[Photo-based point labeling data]
>> START

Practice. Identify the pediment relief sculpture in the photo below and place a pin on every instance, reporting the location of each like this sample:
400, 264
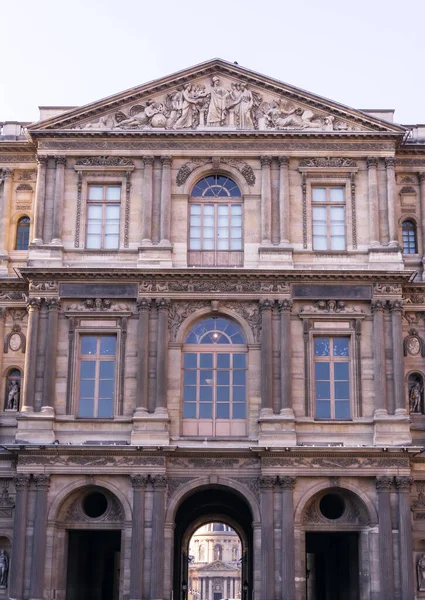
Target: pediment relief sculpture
219, 103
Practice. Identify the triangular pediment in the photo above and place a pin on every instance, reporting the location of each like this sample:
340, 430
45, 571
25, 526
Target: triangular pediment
215, 96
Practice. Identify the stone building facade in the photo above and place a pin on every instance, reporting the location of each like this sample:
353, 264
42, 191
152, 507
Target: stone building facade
212, 310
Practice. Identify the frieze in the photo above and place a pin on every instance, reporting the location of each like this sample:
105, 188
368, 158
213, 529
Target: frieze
104, 161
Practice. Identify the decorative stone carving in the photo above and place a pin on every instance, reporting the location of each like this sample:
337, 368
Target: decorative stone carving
98, 305
328, 162
330, 306
413, 344
15, 340
104, 161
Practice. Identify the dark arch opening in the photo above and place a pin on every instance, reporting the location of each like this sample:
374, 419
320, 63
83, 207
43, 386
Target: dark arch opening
212, 503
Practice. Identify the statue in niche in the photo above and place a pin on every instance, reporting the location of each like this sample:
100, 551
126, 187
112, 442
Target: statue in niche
420, 572
4, 569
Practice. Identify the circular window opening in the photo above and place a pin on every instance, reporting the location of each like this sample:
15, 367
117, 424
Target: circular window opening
95, 505
332, 506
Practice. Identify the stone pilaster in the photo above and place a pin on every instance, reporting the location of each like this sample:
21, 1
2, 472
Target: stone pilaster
42, 483
267, 486
147, 201
28, 392
404, 485
16, 580
380, 387
266, 200
40, 199
396, 309
163, 306
386, 560
53, 307
159, 483
266, 307
391, 201
285, 307
5, 209
165, 201
287, 485
58, 199
372, 164
144, 307
284, 204
139, 483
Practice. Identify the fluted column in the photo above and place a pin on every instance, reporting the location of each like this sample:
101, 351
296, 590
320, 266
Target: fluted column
285, 307
403, 485
372, 179
380, 386
266, 200
5, 207
159, 483
144, 307
386, 564
40, 199
58, 199
396, 309
139, 483
287, 485
284, 204
391, 200
53, 306
42, 483
162, 355
266, 307
147, 201
16, 580
165, 201
267, 486
30, 370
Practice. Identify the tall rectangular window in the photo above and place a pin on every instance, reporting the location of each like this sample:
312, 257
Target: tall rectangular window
328, 213
96, 381
103, 217
332, 377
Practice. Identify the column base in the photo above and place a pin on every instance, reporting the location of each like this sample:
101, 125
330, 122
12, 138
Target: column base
36, 427
151, 429
276, 256
392, 430
276, 430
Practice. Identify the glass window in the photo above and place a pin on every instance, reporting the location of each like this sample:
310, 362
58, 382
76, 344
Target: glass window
214, 378
328, 218
22, 234
103, 217
409, 237
332, 377
96, 382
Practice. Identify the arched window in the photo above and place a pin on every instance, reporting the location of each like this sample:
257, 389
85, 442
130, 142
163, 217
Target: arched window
13, 390
214, 379
410, 245
218, 552
215, 223
22, 234
416, 393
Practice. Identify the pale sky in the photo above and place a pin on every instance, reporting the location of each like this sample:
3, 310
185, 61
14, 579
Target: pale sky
365, 54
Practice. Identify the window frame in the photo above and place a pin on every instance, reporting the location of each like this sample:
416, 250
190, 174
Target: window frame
328, 204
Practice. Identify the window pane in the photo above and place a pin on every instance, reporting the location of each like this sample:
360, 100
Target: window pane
340, 347
107, 345
88, 344
106, 409
336, 195
319, 194
322, 346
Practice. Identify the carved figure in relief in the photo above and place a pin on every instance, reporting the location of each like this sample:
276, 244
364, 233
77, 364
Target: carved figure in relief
420, 571
13, 396
4, 569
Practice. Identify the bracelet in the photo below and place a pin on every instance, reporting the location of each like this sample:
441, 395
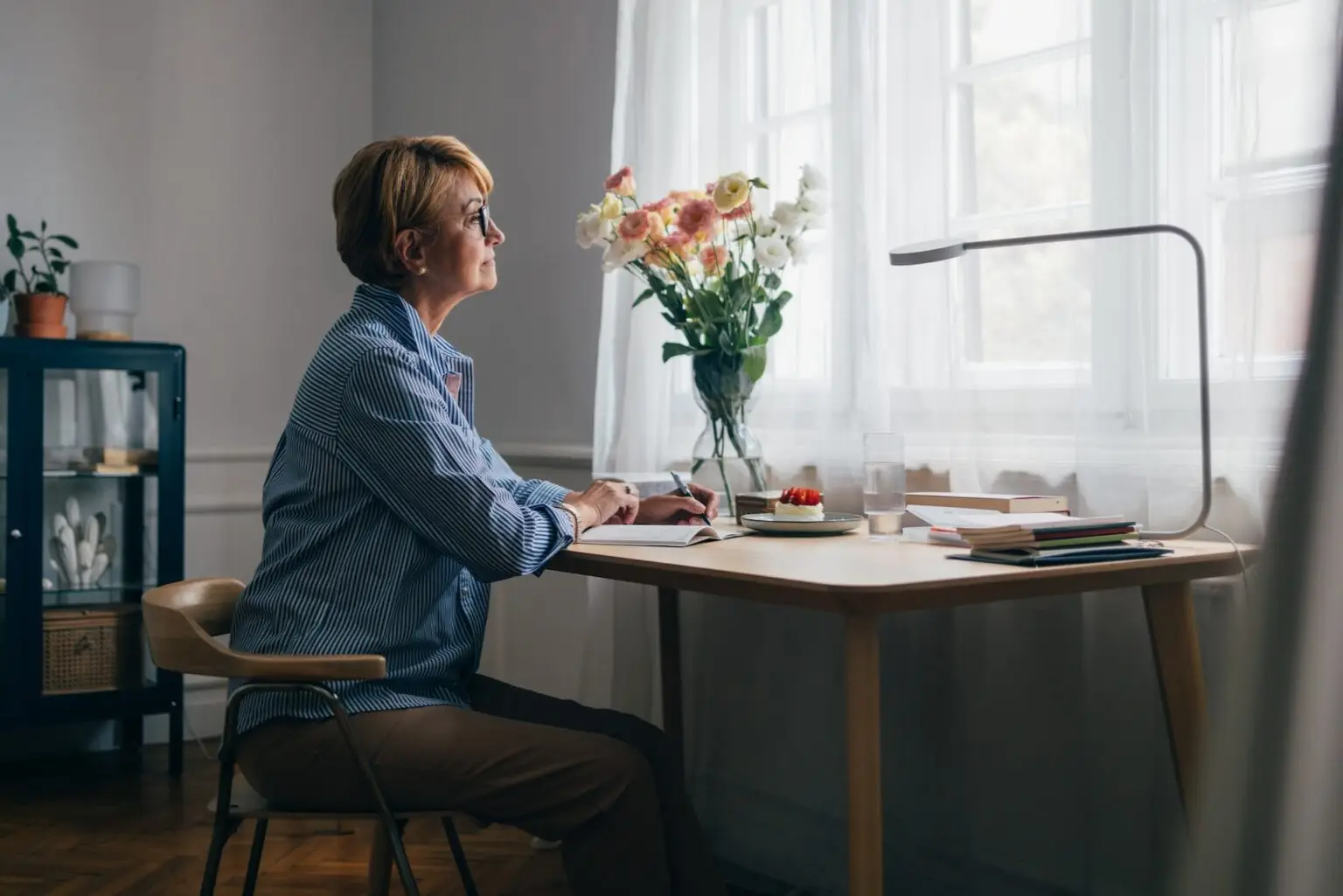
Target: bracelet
574, 513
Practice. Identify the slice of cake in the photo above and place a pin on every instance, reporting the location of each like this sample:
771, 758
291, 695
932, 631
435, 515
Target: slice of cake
801, 504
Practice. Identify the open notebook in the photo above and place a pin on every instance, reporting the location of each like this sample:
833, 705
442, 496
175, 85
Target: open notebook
664, 536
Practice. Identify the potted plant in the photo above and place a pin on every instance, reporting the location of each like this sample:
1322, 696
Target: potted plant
38, 302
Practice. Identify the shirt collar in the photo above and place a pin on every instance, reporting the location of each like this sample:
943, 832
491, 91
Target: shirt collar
390, 308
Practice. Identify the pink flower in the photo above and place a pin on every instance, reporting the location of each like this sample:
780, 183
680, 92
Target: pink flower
621, 183
697, 217
713, 258
665, 208
639, 225
678, 243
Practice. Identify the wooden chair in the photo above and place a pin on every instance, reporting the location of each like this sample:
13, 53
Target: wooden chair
182, 621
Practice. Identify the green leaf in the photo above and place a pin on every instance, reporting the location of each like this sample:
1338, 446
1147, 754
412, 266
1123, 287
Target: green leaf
771, 323
674, 350
754, 362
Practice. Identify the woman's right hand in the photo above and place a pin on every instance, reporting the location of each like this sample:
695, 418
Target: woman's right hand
606, 501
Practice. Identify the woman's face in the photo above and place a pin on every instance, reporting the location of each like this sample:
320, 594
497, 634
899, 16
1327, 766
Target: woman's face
461, 260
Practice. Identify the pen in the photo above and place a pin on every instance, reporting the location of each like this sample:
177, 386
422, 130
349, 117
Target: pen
686, 492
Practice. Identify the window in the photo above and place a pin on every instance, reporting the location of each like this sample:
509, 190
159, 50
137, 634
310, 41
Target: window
789, 122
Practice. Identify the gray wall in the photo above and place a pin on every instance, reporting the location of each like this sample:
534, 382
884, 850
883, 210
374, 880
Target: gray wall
199, 140
529, 87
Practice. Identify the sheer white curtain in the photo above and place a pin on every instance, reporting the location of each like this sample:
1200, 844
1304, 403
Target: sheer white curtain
1021, 740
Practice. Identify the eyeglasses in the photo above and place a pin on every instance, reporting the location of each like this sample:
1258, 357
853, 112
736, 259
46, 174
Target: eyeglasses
483, 215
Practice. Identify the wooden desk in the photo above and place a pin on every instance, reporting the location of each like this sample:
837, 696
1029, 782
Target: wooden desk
861, 580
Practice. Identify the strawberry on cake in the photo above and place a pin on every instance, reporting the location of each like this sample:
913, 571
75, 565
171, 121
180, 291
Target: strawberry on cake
801, 504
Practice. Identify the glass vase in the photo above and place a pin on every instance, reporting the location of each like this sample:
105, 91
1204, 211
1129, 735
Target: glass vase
727, 455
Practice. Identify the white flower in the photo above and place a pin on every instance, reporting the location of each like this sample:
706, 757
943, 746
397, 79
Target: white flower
791, 218
813, 179
766, 226
621, 253
593, 229
814, 203
799, 249
771, 252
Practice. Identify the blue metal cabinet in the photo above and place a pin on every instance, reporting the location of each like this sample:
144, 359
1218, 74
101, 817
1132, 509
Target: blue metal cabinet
93, 430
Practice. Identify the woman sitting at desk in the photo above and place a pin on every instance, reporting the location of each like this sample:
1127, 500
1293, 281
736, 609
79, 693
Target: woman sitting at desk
387, 516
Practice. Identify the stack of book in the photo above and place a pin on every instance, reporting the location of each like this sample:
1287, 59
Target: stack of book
1047, 538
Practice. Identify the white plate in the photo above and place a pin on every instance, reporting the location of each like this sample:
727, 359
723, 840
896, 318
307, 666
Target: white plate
831, 524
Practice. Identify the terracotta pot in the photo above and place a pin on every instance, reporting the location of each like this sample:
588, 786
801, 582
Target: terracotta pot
40, 330
39, 308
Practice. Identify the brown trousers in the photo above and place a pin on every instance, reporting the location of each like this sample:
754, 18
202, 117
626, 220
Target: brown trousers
603, 782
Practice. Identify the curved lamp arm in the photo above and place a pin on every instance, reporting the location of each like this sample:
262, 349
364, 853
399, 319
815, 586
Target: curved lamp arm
943, 250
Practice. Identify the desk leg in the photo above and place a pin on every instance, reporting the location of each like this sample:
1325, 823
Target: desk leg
669, 643
864, 733
1170, 621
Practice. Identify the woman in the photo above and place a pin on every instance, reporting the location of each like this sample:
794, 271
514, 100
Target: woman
387, 516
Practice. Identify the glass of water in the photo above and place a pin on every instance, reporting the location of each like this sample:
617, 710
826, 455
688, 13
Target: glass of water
884, 483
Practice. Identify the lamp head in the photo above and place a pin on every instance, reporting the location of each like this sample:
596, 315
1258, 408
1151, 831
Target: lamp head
936, 250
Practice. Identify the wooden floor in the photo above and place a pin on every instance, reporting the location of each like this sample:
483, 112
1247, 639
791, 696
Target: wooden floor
87, 826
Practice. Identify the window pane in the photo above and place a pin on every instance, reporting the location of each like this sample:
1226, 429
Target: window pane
1029, 305
999, 29
1277, 77
1268, 269
1026, 140
796, 63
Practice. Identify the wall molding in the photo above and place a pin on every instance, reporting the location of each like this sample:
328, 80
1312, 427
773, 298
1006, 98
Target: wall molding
558, 455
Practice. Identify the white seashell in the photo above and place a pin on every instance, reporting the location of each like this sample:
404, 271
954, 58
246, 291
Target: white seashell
69, 560
100, 566
85, 551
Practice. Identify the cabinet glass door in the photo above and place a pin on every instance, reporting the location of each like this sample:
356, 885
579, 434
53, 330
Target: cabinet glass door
100, 510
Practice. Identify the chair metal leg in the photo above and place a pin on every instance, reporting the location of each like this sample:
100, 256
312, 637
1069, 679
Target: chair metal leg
254, 860
222, 828
460, 855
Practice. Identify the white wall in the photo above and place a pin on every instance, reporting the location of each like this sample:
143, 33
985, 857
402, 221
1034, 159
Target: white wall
199, 139
529, 87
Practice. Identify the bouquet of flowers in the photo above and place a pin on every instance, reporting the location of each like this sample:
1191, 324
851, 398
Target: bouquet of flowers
712, 260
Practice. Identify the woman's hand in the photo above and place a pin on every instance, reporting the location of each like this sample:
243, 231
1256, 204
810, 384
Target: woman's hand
677, 510
606, 501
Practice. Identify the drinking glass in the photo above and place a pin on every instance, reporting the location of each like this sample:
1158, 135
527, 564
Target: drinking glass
884, 483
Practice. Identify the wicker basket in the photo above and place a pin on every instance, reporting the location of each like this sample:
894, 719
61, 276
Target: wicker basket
94, 648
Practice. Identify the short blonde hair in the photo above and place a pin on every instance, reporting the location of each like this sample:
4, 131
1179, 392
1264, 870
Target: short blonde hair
391, 185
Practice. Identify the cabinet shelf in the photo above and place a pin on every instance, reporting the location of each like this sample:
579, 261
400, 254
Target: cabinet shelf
54, 423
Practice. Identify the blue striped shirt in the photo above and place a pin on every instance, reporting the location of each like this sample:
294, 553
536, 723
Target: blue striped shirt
387, 516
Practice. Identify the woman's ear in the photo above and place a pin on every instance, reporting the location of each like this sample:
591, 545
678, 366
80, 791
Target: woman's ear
410, 249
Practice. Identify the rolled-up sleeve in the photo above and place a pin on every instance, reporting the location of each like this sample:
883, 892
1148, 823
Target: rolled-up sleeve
526, 492
398, 437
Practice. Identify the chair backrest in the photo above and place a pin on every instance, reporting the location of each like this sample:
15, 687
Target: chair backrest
182, 621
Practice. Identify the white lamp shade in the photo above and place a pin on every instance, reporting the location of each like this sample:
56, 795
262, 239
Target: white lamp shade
104, 295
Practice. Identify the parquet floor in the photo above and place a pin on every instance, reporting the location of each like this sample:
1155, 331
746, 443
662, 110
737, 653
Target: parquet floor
85, 826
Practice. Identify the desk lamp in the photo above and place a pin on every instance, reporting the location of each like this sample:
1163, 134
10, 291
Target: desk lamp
946, 249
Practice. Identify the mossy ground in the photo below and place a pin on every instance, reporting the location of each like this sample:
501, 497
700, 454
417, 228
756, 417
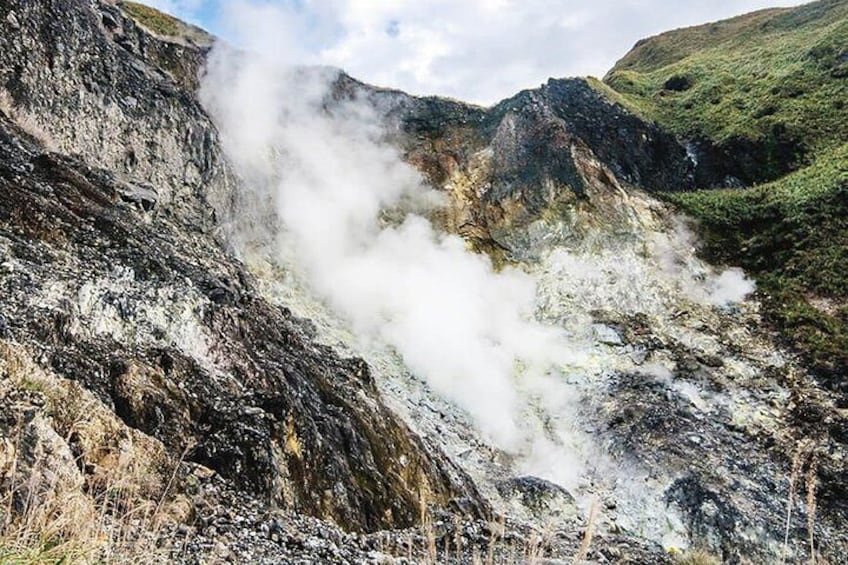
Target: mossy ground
153, 19
746, 77
792, 234
766, 76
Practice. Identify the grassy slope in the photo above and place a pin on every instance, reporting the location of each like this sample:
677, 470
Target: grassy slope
163, 24
783, 70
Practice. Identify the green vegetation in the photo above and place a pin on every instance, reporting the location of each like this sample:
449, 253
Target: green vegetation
772, 74
765, 78
792, 234
153, 19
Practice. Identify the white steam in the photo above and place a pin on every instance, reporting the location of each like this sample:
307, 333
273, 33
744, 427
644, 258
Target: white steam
323, 193
456, 322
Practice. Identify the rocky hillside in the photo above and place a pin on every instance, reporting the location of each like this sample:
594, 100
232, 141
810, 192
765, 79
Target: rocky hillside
169, 397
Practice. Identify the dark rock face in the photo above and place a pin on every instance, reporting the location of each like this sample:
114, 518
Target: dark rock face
114, 278
117, 96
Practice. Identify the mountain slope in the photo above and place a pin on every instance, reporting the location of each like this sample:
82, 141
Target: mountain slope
768, 90
225, 399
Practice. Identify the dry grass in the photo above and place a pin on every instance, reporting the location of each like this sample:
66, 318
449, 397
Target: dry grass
51, 511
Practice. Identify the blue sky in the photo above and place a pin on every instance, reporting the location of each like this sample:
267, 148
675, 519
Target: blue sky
475, 50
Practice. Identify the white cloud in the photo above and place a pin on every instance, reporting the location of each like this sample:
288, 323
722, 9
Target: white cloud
476, 50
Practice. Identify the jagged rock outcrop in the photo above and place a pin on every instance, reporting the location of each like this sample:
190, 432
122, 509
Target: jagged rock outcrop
119, 288
111, 178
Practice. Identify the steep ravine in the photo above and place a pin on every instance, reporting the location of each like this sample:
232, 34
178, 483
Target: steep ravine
165, 335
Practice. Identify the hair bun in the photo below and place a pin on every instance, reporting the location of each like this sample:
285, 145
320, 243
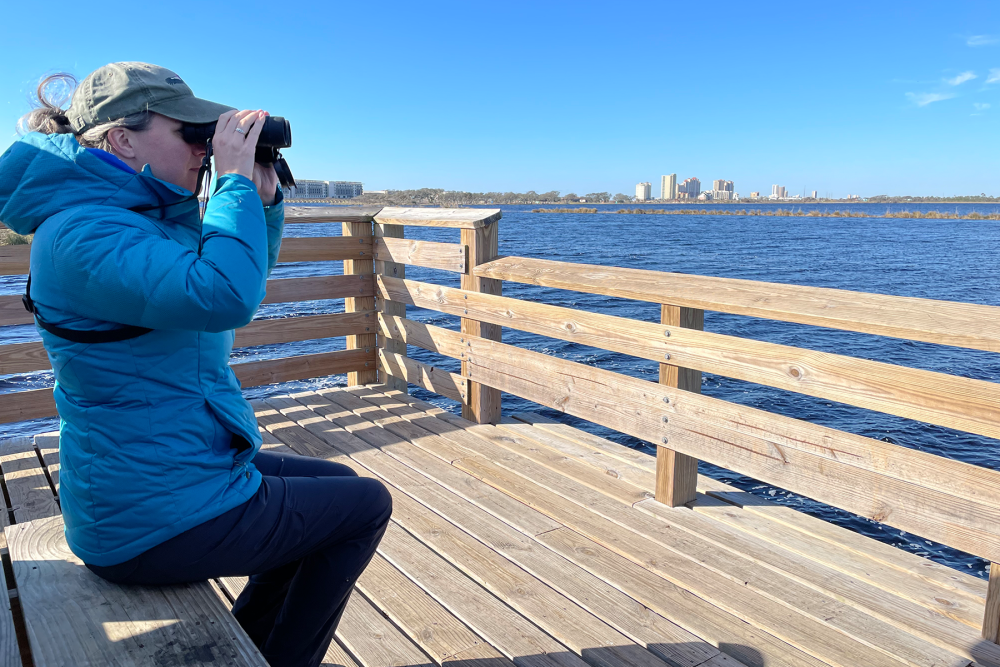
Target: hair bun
49, 117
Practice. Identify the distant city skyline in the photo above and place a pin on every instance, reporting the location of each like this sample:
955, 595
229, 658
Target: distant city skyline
899, 103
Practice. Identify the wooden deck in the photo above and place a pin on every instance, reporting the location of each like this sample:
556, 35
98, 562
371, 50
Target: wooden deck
534, 543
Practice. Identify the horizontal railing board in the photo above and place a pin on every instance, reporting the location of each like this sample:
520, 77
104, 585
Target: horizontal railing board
25, 405
12, 311
428, 254
946, 400
708, 429
284, 290
271, 371
23, 358
325, 248
279, 290
14, 258
460, 218
944, 322
38, 403
293, 329
330, 213
449, 385
28, 357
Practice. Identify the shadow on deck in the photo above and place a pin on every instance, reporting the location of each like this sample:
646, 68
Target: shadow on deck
534, 543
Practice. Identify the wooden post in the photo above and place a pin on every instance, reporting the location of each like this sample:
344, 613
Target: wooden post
364, 269
390, 308
991, 617
482, 403
677, 474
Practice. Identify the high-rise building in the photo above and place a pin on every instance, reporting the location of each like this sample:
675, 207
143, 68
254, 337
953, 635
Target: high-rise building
722, 190
323, 190
689, 189
668, 187
345, 189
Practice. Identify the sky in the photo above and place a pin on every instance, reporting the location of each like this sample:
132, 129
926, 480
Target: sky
898, 98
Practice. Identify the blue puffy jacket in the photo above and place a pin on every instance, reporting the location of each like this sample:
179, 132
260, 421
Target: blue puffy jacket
147, 423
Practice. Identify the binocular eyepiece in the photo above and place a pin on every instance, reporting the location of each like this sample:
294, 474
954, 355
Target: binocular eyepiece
276, 134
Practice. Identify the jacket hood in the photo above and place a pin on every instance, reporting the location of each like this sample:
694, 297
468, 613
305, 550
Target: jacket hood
44, 174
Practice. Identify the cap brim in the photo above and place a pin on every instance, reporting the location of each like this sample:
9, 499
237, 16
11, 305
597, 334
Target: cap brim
190, 110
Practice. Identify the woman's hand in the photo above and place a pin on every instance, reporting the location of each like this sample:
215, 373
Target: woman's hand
266, 180
235, 142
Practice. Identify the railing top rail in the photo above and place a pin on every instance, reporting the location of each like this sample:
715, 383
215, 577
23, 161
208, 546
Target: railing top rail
461, 218
967, 325
296, 214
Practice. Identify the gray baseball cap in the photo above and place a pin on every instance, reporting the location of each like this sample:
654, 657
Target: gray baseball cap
120, 89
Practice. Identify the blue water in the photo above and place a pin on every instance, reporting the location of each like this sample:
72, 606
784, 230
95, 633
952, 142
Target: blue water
938, 259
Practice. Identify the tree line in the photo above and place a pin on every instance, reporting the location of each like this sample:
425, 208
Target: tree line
438, 197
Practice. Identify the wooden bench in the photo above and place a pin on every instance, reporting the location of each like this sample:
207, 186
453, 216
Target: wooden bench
73, 617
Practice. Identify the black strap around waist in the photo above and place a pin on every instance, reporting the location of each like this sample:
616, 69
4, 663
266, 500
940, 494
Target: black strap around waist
125, 332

>> END

Work to do. Quote exactly and only the lines from the one holding "Practice. Identify the tree" through the end of the data.

Output below.
Practice. Identify the tree line in the photo above and place a pin on every instance, reporting the location of each like this sample:
425, 208
Target: tree line
438, 197
Practice. Identify the wooden bench in the photo above and place a pin on every instance, reporting the location of each like this sample:
207, 186
453, 216
Target: wooden bench
73, 617
Practice. Identify the black strap around waist in the photo above and place a pin on every instance, reporting the location of each like this sample:
616, 69
4, 663
266, 500
940, 494
Target: black strap around waist
125, 332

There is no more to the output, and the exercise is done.